* _EXTRAIT CHOISI_
Pour l'heure, Bruxelles ne fixe que des cibles "indicatives" pour chaque pays, mais "un mécanisme rigoureux de suivi et d'application sera établi pour s'assurer que les États-membres respectent leurs contributions nationales à cet objectif européen contraignant", indique un communiqué du Parlement européen relayé par l'AFP. Cette nouvelle décision aura de nombreuses déclinaisons dans tous les secteurs d'activité, des rénovations de bâtiments aux industries plus vertueuses en passant par des transports décarbonés.

 

Efficacité énergétique "systémique"

 

"Nous avons maintenant besoin que l'efficacité énergétique devienne un élément encore plus systémique de notre société, et cette directive révisée nous y aide", a réagi le vice-président exécutif pour le "Green Deal" européen, Frans Timmermans. L'exigence retenue a été relevée par rapport à la proposition initiale de la Commission, qui était de 9%, mais elle reste inférieure aux 14,5% de diminution réclamée par les parlementaires européens afin de tenir compte de la crise énergétique provoquée par la guerre en Ukraine et de baisser la dépendance aux importations d'hydrocarbures.

* _DONNÉES AFFICHÉES_

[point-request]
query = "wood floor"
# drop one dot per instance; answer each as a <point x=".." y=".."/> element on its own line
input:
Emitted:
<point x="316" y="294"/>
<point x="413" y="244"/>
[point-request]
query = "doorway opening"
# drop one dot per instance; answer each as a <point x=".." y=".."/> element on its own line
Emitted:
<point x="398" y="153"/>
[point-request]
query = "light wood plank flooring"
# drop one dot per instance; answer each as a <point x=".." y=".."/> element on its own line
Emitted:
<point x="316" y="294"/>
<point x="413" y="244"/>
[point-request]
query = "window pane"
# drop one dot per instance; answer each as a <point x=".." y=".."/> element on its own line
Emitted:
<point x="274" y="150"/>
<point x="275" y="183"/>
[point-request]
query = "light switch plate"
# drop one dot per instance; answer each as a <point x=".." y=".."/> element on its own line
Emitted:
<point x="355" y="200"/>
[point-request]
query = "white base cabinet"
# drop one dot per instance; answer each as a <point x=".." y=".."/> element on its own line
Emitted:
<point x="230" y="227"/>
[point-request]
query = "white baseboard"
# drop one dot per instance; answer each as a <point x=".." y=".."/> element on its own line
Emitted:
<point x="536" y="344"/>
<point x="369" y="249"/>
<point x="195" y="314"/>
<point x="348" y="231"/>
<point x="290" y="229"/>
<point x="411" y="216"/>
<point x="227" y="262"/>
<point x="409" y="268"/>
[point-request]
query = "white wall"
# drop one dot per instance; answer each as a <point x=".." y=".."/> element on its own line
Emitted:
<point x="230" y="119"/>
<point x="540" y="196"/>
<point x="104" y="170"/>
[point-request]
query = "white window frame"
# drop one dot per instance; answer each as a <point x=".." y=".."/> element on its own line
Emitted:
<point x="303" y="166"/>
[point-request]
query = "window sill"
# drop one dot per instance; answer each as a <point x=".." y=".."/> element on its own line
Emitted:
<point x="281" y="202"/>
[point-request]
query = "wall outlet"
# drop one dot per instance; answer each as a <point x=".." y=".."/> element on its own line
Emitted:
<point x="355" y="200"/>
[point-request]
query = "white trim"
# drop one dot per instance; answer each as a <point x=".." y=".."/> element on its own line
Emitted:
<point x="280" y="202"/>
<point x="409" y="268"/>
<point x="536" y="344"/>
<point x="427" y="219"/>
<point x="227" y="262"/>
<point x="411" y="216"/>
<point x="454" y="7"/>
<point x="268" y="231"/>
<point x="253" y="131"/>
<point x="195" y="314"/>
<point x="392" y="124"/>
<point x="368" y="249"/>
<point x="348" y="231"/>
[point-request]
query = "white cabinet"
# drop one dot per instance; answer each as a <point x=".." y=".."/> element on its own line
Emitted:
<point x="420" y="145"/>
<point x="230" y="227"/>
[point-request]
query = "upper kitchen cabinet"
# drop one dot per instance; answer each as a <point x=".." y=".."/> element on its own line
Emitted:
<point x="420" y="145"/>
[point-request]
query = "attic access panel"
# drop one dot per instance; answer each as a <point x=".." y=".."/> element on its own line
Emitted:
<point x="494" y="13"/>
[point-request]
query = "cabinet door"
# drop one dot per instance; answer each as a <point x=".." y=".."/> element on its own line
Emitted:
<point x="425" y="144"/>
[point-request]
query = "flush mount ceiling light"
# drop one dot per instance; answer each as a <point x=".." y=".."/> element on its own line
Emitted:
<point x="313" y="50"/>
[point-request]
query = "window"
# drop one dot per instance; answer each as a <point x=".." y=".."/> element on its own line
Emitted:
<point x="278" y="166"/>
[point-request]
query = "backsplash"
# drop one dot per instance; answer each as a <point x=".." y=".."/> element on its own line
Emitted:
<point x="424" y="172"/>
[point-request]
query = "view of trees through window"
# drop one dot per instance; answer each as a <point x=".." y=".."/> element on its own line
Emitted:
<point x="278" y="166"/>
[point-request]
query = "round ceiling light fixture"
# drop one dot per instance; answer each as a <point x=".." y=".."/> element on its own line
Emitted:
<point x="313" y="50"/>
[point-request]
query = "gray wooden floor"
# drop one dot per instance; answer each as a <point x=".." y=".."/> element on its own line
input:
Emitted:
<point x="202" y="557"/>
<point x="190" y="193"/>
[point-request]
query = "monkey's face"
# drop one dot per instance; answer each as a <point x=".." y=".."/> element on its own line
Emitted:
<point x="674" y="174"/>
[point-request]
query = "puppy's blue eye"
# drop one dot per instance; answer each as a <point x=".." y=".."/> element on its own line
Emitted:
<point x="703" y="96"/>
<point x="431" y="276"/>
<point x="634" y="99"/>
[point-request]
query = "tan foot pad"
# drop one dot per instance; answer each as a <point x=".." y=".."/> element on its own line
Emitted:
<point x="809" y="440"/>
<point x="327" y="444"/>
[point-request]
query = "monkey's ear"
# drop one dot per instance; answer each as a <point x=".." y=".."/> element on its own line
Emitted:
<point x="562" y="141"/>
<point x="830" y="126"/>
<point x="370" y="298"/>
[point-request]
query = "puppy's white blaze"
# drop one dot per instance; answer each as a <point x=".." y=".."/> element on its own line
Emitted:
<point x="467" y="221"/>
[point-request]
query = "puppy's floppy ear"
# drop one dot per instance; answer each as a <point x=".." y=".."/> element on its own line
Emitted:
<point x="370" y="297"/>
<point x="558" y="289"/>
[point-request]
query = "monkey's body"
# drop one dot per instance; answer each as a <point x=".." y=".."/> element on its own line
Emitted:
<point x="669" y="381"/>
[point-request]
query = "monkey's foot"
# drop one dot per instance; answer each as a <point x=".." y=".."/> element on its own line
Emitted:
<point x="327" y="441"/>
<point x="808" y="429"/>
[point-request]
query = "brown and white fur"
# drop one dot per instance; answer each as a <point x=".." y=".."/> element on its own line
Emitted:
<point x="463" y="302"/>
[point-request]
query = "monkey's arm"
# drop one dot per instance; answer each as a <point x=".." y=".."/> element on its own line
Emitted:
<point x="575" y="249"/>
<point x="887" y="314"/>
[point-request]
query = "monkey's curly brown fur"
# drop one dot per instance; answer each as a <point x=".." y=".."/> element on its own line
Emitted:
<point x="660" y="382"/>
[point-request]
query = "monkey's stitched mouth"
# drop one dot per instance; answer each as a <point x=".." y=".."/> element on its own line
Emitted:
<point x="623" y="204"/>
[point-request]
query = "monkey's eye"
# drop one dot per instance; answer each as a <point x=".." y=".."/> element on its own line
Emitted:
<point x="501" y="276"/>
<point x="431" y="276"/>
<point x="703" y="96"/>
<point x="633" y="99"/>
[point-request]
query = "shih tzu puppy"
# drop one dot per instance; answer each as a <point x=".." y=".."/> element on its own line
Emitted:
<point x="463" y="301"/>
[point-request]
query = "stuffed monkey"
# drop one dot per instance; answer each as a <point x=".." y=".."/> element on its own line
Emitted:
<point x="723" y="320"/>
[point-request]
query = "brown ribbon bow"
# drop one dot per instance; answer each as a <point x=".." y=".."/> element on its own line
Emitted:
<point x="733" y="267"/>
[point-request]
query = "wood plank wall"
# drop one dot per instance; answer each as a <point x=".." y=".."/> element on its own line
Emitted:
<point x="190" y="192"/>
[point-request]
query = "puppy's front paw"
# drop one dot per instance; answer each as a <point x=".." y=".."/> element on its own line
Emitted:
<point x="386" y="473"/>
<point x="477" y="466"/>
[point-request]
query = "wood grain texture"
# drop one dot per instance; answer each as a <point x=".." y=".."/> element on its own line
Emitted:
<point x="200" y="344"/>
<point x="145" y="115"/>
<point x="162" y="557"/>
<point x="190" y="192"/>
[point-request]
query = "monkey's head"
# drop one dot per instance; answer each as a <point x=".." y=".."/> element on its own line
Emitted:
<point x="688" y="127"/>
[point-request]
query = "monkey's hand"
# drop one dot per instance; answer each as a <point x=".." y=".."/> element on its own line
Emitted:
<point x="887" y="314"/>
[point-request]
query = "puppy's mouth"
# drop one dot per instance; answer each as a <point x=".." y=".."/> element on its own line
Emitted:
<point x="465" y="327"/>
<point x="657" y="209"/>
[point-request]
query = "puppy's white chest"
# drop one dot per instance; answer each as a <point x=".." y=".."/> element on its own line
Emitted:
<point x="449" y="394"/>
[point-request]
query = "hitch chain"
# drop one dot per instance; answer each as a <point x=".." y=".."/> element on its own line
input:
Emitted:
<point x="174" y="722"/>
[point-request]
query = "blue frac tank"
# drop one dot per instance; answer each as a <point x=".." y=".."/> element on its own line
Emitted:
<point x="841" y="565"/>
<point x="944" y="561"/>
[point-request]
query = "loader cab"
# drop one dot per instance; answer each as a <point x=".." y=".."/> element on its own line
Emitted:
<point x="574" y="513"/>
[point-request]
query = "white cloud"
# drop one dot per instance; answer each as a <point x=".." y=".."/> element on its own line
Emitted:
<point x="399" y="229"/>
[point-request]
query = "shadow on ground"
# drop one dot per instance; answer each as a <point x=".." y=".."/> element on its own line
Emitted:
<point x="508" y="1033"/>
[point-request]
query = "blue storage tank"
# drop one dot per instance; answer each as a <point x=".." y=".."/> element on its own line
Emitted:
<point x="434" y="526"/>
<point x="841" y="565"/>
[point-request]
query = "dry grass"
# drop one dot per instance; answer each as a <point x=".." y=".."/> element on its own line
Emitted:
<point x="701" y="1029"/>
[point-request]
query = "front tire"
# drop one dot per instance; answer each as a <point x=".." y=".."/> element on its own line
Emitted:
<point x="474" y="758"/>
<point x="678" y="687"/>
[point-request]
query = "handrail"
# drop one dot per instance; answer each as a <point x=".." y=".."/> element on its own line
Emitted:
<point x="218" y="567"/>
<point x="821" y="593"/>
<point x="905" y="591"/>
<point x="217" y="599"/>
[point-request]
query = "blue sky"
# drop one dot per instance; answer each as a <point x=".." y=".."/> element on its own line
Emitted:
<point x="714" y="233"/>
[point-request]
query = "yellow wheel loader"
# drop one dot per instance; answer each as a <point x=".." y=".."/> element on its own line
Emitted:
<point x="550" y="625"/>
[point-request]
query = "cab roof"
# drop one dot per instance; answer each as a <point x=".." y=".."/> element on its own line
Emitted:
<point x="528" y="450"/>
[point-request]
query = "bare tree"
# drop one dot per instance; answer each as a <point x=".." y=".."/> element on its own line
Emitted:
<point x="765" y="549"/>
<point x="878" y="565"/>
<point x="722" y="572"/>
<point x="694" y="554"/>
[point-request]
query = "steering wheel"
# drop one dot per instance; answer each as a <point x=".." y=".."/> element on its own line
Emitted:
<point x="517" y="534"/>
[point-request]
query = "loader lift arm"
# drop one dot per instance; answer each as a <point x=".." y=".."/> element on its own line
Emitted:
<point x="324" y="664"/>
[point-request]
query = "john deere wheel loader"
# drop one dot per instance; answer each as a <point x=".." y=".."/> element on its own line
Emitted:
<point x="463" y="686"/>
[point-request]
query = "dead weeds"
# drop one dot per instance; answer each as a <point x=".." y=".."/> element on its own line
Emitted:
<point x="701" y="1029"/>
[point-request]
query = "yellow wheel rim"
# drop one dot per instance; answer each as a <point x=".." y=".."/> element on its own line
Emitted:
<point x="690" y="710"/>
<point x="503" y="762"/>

* _CONSIGNES_
a: D'après l'extrait sur l'efficacité énergétique, quelle diminution les parlementaires européens réclamaient-ils ?
b: Les affirmations suivantes concordent-elles avec l'extrait sur l'efficacité énergétique ? Répondez par oui ou non et citez les mots décisifs. (i) La proposition initiale de la Commission était de 9 %. (ii) Bruxelles fixe des cibles contraignantes pour chaque pays. (iii) Frans Timmermans est vice-président exécutif pour le Green Deal européen.
c: Transcrivez fidèlement le passage de l'extrait sur l'efficacité énergétique qui débute aux mots « Pour l'heure, Bruxelles » et s'arrête après « des transports décarbonés. ».

* _RÉPONSES_
a: Ils réclamaient une diminution de 14,5 %.

b:
(i) Oui : « la proposition initiale de la Commission, qui était de 9% ».
(ii) Non : « Bruxelles ne fixe que des cibles "indicatives" pour chaque pays ».
(iii) Oui : « le vice-président exécutif pour le "Green Deal" européen, Frans Timmermans ».

c:
Pour l'heure, Bruxelles ne fixe que des cibles "indicatives" pour chaque pays, mais "un mécanisme rigoureux de suivi et d'application sera établi pour s'assurer que les États-membres respectent leurs contributions nationales à cet objectif européen contraignant", indique un communiqué du Parlement européen relayé par l'AFP. Cette nouvelle décision aura de nombreuses déclinaisons dans tous les secteurs d'activité, des rénovations de bâtiments aux industries plus vertueuses en passant par des transports décarbonés.